• Requirements: Select each line in the items below that contains the string "hammock". Letter case must match.

Recorded data

-- begin --

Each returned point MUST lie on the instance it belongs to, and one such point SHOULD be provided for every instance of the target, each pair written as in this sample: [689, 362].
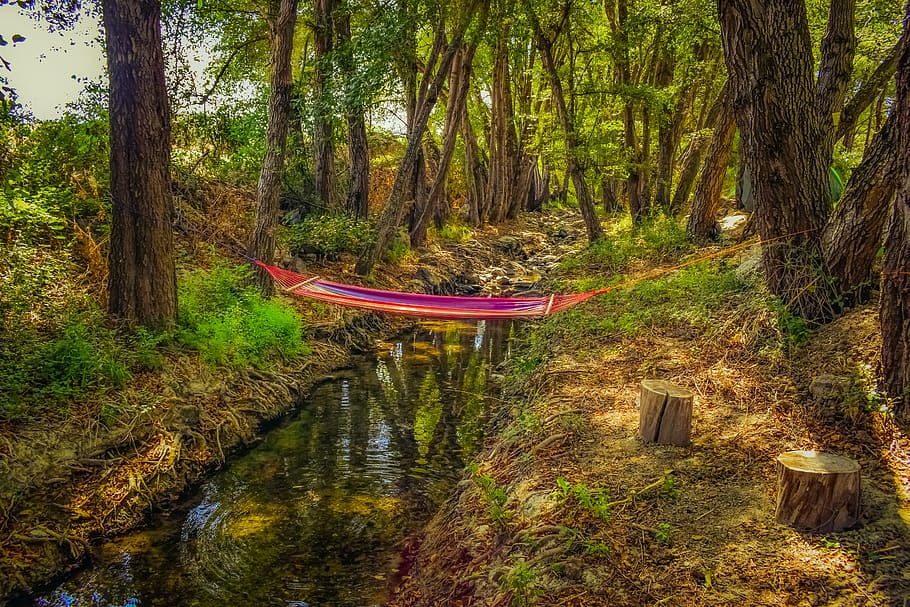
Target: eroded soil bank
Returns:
[77, 480]
[565, 505]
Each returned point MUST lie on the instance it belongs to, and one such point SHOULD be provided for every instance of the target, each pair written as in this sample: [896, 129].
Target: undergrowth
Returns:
[658, 239]
[230, 323]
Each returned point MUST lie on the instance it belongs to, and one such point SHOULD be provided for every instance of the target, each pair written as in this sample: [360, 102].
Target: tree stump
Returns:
[666, 413]
[817, 491]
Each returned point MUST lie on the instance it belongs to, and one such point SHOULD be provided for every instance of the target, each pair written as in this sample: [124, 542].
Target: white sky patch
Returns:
[45, 67]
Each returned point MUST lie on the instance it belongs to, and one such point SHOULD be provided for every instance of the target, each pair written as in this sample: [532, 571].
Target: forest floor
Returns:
[568, 506]
[565, 505]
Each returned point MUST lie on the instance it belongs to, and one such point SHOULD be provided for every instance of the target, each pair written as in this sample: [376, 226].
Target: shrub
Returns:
[328, 236]
[230, 323]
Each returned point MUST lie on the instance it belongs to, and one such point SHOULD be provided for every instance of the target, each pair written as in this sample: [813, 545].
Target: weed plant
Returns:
[658, 239]
[230, 323]
[328, 236]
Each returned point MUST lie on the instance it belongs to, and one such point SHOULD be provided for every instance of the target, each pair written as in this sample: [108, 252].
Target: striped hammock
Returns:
[418, 304]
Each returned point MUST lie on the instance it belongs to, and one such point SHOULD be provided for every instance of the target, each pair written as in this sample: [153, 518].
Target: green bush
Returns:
[230, 323]
[328, 236]
[658, 239]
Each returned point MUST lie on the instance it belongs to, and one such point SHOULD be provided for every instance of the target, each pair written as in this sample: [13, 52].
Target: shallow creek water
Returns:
[314, 514]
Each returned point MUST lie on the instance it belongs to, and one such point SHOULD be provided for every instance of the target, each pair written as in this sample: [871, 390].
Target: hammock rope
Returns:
[420, 304]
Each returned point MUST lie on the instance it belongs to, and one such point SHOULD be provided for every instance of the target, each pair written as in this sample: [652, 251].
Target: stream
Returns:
[315, 513]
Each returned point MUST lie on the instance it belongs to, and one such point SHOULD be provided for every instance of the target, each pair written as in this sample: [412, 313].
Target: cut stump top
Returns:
[817, 462]
[663, 386]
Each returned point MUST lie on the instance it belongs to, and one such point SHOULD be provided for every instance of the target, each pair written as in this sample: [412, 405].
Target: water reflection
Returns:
[312, 515]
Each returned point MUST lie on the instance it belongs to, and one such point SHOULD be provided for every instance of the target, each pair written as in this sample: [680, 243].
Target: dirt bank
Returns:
[567, 506]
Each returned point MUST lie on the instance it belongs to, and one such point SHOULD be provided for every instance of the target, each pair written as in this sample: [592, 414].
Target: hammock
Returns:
[418, 304]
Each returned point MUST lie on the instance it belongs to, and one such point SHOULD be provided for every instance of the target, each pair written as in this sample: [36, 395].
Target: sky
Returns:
[44, 66]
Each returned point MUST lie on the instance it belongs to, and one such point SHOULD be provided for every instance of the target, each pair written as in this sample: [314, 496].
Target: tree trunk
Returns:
[142, 284]
[323, 135]
[691, 160]
[358, 149]
[868, 91]
[895, 300]
[502, 134]
[281, 19]
[458, 93]
[768, 52]
[573, 168]
[835, 69]
[668, 136]
[475, 171]
[855, 231]
[429, 91]
[702, 225]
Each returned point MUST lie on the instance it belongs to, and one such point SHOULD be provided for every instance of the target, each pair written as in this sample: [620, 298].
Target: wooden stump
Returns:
[817, 491]
[666, 413]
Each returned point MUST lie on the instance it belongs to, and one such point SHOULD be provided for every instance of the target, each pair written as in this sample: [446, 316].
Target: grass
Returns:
[230, 324]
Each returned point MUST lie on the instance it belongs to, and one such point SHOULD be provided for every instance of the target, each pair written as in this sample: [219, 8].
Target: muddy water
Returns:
[313, 514]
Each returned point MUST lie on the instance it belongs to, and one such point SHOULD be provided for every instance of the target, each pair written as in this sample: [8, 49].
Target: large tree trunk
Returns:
[691, 160]
[768, 52]
[503, 141]
[475, 171]
[895, 302]
[573, 167]
[869, 91]
[142, 284]
[323, 135]
[358, 150]
[429, 91]
[835, 70]
[458, 93]
[854, 233]
[702, 225]
[281, 20]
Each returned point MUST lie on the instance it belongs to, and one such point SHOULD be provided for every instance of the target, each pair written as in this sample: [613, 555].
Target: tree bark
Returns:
[895, 299]
[767, 49]
[458, 93]
[666, 413]
[868, 91]
[142, 284]
[323, 135]
[691, 160]
[835, 69]
[358, 149]
[281, 19]
[702, 225]
[429, 91]
[573, 168]
[818, 492]
[503, 141]
[855, 231]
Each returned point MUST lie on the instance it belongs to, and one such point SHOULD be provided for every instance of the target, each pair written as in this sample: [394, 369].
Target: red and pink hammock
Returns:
[418, 304]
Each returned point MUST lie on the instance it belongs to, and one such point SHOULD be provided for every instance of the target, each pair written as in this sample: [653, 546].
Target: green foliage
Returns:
[227, 144]
[231, 324]
[658, 239]
[328, 236]
[76, 361]
[56, 174]
[795, 331]
[455, 233]
[400, 249]
[594, 501]
[664, 533]
[495, 497]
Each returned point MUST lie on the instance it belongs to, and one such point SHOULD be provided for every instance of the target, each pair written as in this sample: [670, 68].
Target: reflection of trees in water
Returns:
[312, 512]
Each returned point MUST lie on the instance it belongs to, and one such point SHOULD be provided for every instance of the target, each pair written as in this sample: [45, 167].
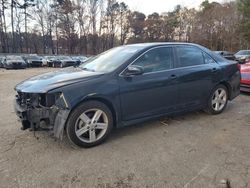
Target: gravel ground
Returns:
[193, 150]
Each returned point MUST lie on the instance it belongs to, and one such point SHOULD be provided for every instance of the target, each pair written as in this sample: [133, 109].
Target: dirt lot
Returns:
[194, 150]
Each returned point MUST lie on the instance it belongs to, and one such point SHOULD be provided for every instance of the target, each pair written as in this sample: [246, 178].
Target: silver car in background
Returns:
[14, 62]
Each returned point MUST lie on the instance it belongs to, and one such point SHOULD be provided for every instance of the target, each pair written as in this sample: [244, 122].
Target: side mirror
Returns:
[134, 70]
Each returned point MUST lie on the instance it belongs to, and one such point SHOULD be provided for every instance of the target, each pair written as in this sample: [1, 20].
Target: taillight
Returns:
[247, 60]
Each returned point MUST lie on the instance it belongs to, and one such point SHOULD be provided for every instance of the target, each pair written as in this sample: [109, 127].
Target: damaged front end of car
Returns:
[42, 111]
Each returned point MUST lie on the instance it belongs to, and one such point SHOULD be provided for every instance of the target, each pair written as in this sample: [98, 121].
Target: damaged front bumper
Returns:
[38, 112]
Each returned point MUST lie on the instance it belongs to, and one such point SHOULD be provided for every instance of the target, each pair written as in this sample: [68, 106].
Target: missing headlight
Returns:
[51, 99]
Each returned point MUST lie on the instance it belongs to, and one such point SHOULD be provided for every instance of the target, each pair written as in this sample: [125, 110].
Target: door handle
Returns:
[214, 69]
[173, 77]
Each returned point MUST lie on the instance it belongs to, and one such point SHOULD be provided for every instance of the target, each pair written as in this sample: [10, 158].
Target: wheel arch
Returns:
[228, 86]
[103, 100]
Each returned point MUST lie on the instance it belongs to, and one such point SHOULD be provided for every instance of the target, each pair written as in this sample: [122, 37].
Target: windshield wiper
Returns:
[86, 69]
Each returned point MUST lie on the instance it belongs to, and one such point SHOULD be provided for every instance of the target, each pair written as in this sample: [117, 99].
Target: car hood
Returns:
[241, 56]
[245, 68]
[49, 81]
[14, 61]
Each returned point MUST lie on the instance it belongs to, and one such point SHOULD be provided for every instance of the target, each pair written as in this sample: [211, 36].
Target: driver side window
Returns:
[157, 59]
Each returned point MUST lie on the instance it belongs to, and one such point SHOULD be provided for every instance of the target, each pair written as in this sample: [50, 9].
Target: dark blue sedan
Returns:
[126, 85]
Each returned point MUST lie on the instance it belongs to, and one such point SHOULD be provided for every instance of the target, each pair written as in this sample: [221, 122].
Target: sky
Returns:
[160, 6]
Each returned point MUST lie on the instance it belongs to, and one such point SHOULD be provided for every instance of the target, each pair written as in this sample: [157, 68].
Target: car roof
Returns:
[152, 44]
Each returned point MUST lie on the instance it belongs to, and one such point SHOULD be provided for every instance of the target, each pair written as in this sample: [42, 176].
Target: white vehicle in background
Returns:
[79, 59]
[14, 62]
[47, 60]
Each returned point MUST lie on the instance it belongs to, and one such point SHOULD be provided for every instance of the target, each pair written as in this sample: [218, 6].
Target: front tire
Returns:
[89, 124]
[218, 100]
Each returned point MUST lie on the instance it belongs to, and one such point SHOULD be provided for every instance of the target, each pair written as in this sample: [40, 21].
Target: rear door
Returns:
[197, 76]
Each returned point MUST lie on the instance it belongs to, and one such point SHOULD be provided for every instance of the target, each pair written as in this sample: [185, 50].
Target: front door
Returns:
[155, 91]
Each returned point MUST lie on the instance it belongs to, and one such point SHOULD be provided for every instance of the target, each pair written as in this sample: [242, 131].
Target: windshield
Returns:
[111, 59]
[14, 58]
[243, 52]
[65, 58]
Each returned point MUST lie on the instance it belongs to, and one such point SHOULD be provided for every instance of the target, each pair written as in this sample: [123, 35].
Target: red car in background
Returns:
[245, 77]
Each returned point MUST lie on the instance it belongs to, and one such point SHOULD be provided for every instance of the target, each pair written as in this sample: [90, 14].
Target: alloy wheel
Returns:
[219, 99]
[91, 125]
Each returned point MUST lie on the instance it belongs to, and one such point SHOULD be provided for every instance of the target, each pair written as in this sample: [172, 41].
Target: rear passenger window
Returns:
[208, 59]
[189, 56]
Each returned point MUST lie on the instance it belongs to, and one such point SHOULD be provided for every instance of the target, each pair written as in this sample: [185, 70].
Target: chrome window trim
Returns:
[121, 74]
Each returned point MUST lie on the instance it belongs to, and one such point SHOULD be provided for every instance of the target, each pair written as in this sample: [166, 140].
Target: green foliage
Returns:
[244, 9]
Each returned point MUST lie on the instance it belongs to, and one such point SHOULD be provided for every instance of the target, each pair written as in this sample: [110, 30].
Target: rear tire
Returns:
[218, 100]
[89, 124]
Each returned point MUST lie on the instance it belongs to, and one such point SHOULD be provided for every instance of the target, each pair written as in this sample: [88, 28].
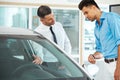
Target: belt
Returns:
[110, 60]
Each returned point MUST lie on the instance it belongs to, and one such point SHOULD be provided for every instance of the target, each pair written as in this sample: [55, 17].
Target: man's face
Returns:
[89, 12]
[48, 20]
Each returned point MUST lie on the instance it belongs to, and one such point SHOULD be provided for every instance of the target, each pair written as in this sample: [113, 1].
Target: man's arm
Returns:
[117, 70]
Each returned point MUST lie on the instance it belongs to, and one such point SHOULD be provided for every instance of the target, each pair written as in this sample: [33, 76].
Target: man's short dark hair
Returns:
[86, 3]
[43, 10]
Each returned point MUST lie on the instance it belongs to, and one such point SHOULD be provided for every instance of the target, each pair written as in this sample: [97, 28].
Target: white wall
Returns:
[69, 2]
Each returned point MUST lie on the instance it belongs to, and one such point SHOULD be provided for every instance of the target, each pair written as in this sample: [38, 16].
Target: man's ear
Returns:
[42, 20]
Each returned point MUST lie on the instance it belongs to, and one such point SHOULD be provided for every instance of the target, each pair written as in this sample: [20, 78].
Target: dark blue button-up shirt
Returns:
[108, 34]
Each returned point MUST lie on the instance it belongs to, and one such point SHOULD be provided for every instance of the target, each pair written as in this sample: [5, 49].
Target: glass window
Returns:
[14, 17]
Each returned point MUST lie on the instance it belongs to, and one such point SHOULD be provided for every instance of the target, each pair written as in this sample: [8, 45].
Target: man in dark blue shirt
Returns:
[107, 37]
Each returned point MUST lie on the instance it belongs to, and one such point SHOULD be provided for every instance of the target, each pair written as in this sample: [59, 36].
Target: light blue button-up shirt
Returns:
[108, 34]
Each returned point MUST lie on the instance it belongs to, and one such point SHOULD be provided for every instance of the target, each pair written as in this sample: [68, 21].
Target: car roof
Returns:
[17, 31]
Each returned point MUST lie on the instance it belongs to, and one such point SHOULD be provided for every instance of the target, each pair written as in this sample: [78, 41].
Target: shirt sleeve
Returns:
[67, 43]
[98, 45]
[114, 23]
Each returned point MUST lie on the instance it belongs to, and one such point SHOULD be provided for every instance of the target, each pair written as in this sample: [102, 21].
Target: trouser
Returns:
[106, 71]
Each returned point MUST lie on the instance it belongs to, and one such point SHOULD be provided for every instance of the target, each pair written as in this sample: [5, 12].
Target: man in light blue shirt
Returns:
[47, 20]
[107, 37]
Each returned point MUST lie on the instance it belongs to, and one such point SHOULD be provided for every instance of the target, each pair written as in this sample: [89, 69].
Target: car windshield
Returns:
[16, 60]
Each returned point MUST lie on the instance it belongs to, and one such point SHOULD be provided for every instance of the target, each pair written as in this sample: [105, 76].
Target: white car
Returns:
[17, 47]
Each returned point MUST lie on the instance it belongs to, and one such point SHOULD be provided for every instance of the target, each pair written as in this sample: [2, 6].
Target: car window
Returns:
[17, 56]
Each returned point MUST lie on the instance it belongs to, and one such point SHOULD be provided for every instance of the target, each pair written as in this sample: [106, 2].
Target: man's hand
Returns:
[37, 60]
[92, 57]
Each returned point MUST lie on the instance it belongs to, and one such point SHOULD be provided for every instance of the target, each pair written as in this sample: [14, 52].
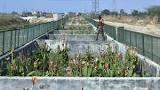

-- end --

• Answer for this exercise:
Target: striped hammock
Target: hammock rope
Target: hammock
Target: red and pink hammock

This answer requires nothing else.